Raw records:

•••

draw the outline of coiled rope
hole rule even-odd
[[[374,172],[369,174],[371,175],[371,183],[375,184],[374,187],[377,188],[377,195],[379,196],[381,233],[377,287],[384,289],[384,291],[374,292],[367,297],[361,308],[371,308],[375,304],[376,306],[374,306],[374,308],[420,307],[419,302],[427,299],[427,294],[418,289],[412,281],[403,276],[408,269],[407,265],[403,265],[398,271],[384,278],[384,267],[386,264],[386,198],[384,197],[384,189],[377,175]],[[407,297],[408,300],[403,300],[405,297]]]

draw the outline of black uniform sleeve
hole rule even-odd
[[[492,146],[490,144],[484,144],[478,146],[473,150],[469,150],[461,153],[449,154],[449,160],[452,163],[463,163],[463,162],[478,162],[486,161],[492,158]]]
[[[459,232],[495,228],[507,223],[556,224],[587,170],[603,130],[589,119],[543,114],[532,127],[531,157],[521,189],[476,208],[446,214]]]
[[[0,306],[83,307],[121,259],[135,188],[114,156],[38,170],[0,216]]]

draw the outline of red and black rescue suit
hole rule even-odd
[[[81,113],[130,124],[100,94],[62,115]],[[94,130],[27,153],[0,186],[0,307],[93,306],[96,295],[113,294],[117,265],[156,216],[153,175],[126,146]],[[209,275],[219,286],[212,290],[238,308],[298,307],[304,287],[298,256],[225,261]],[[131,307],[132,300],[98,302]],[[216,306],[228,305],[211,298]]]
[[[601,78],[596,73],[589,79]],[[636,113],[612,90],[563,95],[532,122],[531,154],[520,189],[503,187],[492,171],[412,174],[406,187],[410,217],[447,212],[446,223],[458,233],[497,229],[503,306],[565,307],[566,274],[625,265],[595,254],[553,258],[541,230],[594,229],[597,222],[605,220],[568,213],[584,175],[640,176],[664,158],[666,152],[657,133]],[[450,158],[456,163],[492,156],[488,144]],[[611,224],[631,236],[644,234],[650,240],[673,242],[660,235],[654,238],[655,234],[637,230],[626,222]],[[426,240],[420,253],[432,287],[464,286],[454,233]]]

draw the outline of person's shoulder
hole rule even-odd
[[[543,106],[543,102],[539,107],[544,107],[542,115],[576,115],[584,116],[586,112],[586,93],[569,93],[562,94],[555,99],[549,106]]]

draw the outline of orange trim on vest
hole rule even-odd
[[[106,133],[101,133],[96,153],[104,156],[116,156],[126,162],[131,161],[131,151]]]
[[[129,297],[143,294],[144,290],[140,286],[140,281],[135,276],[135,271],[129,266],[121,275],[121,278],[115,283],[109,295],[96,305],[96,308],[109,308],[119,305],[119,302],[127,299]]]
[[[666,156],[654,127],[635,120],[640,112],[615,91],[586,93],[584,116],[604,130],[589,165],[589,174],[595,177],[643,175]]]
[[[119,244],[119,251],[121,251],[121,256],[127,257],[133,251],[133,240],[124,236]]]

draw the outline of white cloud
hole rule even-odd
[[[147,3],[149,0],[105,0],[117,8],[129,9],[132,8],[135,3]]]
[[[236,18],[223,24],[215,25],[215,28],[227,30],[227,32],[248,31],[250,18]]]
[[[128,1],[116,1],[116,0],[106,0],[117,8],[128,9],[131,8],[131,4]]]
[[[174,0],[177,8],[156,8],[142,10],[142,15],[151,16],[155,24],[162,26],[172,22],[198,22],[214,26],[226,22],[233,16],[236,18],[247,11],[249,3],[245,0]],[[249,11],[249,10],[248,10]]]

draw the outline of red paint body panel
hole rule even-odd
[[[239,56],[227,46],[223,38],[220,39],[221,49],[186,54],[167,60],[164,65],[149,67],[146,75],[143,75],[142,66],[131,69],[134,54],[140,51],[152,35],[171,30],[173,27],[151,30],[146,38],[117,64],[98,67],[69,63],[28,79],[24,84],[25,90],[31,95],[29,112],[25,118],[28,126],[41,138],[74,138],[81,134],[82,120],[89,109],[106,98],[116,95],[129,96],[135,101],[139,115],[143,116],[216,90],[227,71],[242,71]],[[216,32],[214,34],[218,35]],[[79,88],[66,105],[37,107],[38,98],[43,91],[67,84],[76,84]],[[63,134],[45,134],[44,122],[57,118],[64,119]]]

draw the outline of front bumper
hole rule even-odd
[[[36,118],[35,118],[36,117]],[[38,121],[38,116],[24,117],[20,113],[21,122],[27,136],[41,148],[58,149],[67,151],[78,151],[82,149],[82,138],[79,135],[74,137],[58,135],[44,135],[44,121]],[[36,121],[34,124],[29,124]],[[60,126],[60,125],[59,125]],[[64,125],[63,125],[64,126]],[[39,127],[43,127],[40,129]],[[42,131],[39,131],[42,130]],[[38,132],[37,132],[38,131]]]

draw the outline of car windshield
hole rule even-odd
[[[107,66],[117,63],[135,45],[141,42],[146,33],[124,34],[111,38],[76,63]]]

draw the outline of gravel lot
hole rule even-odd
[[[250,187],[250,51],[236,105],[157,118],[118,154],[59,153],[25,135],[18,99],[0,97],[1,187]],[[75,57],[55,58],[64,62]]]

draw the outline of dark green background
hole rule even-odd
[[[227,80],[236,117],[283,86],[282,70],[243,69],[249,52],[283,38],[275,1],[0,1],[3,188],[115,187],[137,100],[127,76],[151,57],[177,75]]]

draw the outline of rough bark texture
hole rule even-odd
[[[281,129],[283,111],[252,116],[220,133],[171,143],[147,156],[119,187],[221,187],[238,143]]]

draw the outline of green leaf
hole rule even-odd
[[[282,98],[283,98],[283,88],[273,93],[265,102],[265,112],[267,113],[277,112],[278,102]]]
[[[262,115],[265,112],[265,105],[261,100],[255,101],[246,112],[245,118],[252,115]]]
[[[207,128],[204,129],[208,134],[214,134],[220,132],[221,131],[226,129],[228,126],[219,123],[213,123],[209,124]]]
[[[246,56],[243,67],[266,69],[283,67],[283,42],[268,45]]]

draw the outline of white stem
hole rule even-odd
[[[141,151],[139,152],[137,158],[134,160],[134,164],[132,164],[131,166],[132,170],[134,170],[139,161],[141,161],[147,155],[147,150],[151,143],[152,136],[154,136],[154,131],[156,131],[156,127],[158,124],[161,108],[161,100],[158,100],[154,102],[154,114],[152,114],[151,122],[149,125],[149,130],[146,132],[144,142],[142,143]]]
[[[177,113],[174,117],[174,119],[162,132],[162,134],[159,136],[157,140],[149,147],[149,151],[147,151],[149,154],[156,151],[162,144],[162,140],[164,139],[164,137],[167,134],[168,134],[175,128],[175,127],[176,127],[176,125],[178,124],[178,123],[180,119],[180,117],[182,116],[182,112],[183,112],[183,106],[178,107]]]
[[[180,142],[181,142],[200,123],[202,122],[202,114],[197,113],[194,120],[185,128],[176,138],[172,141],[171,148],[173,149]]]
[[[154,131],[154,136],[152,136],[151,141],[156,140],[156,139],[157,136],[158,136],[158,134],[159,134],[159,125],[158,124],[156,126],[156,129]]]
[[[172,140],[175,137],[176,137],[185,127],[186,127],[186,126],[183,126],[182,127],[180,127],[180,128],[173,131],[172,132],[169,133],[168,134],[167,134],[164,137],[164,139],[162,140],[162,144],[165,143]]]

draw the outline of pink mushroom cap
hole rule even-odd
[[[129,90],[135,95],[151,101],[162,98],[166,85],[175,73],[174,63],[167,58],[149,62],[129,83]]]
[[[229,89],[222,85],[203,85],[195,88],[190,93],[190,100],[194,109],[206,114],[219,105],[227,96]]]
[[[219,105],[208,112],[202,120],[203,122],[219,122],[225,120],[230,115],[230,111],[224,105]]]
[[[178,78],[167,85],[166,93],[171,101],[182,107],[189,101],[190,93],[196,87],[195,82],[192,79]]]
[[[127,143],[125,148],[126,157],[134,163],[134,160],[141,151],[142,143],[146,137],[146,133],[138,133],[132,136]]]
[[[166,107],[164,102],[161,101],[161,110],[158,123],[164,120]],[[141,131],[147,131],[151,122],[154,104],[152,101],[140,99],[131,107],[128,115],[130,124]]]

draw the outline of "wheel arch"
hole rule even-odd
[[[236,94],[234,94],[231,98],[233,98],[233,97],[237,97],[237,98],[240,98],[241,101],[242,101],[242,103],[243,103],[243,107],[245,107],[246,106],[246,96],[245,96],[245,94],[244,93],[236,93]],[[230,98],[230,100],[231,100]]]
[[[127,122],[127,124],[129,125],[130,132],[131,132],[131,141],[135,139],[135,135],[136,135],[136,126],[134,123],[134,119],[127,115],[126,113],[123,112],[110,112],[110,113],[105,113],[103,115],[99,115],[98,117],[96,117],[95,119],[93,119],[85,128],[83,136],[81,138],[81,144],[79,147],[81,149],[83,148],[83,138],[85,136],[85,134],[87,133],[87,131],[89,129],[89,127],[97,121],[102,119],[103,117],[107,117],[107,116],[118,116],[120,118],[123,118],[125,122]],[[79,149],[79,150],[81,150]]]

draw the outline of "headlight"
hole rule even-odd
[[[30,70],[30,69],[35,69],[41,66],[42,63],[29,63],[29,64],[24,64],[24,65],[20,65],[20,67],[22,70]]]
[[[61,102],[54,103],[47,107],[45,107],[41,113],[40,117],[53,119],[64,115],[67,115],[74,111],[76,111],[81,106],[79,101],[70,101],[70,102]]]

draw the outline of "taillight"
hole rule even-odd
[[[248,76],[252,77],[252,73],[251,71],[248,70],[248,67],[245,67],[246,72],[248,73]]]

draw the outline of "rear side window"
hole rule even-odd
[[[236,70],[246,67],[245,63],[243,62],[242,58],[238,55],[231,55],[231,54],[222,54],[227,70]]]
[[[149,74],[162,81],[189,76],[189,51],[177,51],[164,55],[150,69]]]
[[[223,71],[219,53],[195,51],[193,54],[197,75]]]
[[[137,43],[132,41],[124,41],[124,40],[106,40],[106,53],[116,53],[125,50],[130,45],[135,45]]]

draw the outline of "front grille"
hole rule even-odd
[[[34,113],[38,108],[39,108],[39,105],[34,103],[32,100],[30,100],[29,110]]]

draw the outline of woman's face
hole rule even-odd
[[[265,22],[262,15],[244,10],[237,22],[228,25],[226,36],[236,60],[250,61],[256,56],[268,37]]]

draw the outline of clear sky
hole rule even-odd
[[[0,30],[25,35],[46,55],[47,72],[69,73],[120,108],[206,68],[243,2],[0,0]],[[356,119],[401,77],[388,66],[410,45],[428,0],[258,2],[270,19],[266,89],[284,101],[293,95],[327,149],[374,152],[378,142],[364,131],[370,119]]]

•••

Task details: Retype the part of the records that opens with the line containing "draw the outline of clear sky" and runs through the end of the records.

Output of the exercise:
draw the outline of clear sky
hole rule even-odd
[[[0,30],[25,35],[46,55],[47,72],[69,73],[120,108],[206,68],[243,2],[0,0]],[[356,119],[401,77],[388,66],[410,45],[428,0],[258,2],[270,19],[266,89],[284,101],[293,95],[327,149],[374,152],[378,142],[364,131],[370,119]]]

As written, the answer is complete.